(Natural language region descriptions)

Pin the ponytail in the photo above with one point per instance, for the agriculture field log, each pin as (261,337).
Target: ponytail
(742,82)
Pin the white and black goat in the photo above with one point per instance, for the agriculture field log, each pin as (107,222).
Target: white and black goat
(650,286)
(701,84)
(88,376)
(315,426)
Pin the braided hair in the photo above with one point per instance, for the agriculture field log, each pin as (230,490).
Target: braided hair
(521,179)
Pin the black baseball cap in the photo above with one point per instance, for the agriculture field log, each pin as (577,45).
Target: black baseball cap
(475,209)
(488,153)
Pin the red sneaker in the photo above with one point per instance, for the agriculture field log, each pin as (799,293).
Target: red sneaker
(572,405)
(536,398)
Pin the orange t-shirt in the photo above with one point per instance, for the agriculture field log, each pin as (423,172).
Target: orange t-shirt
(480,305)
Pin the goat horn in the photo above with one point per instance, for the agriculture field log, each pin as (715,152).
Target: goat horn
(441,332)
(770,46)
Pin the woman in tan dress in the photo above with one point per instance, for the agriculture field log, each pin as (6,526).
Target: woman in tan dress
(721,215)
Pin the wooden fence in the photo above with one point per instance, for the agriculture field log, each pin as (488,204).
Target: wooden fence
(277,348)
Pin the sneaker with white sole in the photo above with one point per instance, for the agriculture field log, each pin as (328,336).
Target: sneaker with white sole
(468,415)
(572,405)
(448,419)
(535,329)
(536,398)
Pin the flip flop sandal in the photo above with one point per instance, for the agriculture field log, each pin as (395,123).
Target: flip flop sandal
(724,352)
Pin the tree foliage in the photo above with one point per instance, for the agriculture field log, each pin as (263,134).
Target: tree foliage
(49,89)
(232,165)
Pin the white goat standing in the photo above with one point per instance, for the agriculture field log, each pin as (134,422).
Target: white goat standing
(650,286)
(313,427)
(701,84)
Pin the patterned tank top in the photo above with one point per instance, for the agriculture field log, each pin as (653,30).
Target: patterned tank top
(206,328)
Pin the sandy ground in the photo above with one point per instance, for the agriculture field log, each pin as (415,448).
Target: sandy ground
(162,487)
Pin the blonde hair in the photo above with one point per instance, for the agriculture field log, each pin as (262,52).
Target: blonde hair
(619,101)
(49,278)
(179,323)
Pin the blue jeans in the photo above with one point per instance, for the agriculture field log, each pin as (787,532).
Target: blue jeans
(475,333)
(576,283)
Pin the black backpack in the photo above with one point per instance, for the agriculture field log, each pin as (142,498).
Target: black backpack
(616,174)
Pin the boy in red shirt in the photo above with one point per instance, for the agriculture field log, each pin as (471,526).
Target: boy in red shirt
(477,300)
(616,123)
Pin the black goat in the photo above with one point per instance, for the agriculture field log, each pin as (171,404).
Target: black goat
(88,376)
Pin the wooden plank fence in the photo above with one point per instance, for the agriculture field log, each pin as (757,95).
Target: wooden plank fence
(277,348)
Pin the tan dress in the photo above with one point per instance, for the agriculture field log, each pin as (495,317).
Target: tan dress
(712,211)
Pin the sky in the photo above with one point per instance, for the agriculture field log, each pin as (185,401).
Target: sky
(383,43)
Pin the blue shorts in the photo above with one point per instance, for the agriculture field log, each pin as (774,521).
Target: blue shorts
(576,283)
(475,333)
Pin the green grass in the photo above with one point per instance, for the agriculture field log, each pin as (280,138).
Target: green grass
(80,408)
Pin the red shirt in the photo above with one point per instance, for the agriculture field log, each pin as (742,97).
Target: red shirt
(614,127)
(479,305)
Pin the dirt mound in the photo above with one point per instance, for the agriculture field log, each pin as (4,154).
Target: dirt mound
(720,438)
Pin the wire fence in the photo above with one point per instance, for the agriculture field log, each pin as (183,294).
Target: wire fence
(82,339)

- Required work: The entries above must be repeated word for word.

- Expected output:
Pin the ponytail in the photo above with one point per instance, for the agriculture field log, each pin as (261,337).
Target: ponytail
(742,82)
Pin the white and black goat in the photo above with one point per instance, for the agriculture field log, each pin as (107,222).
Target: white and black goat
(650,286)
(701,84)
(88,376)
(315,426)
Pin the braided hair in the photo above with one point per instance, for the agriculture field log, each pin as (230,490).
Target: braided hair
(521,179)
Pin the black baseball cap in the photo above with one point per instance, for the agriculture field log, each pin as (577,45).
Target: black baseball cap
(475,209)
(488,153)
Pin the red sneaker in the photo above with one point per instance, for the agriculture field log, each pin as (799,293).
Target: red sneaker
(572,405)
(536,398)
Pin the orange t-shirt in the photo above with one point per instance, for the agriculture field log, each pin as (423,172).
Target: orange t-shirt
(480,305)
Pin the goat horn in the photo above with one point per instance, for the agriculture field log, each pin as (715,152).
Target: goat horn
(441,332)
(770,46)
Pin the woman in tan dress in the photo above with one point per instance, for the agriculture field log, each pin as (6,526).
Target: woman in tan dress
(721,215)
Pin the wooden fence in the photo above with one point per instance, for the agriculture field log, each pin as (488,204).
Target: wooden fence
(277,348)
Pin the sneaker with white sole in the photo above with one point per instance, for the agriculture field log, each pin as (328,336).
Target: sneaker with white sole
(468,415)
(572,405)
(448,419)
(535,329)
(536,398)
Pin the flip flop sandal in the photo above with one point per instance, for the agriculture field log, each pin as (395,123).
Target: flip flop sandal
(724,352)
Pin the tree foliage in the photo above with one point per instance, for the agriculture field log, each pin as (263,134).
Target: tree foliage
(49,89)
(232,165)
Pin the white goat standing in the photo above with one point per instance, for the agriculture field log, each pin as (134,422).
Target: white goat standing
(650,286)
(313,427)
(701,84)
Pin the patterned tank top in the photo above with one point per instance, for the agriculture field log, each pin as (653,30).
Target: patterned tank top
(206,328)
Pin the sandy ground in the photo above with one point per instance, for the agriculture field log, each pin as (415,448).
Target: sandy ground
(162,487)
Pin the blonde hair in the photo above with one point per instance, for the agriculture field log, each pin as (262,52).
Target: blonde hair
(619,101)
(49,278)
(179,323)
Pin the blue jeans in the photo above with one point per instance, for the agriculture field log, each pin as (787,532).
Target: blue jeans
(475,333)
(576,283)
Pin the black backpack in the photo above with one point per instance, for the agriculture field log, each pin as (142,498).
Target: black backpack
(616,174)
Pin the boy in red shirt in the photo above with one point per instance, for the agriculture field log, each pin as (471,526).
Target: boy in red shirt
(477,300)
(616,123)
Pin the black goat in the photo above with one point per instance, for the agriculture field log, each pin as (171,404).
Target: black goat
(88,376)
Pin the wooden plank fence in the photo above with one point per instance, for the agriculture field log, each pin as (757,95).
Target: wooden plank fence
(277,348)
Pin the tan dress in the photo above with one point per instance, for the agriculture field log, each pin as (495,317).
Target: tan dress
(712,211)
Pin the sky in the photo above with one point per instance, for the agriculture field log, each pin as (185,401).
Target: sky
(383,43)
Pin the blue shorts in the photo above with one point per instance, for the agriculture field log, each pin as (774,521).
Target: blue shorts
(576,283)
(475,333)
Pin the green grass in the photo above with one point per instance, for the agriculture field log, each pin as (280,138).
Target: green grass
(80,408)
Pin the red shirt in the photo above with one point per instance, for the agriculture field log, each pin as (742,97).
Target: red shirt
(614,127)
(479,305)
Pin the dirt mound in the photo above with one point per instance, for the agriculture field log, each pin as (4,154).
Target: dirt mound
(720,438)
Pin the wire fence in the photo above with one point per instance, for the agriculture field log, each pin as (183,294).
Target: wire fence
(82,339)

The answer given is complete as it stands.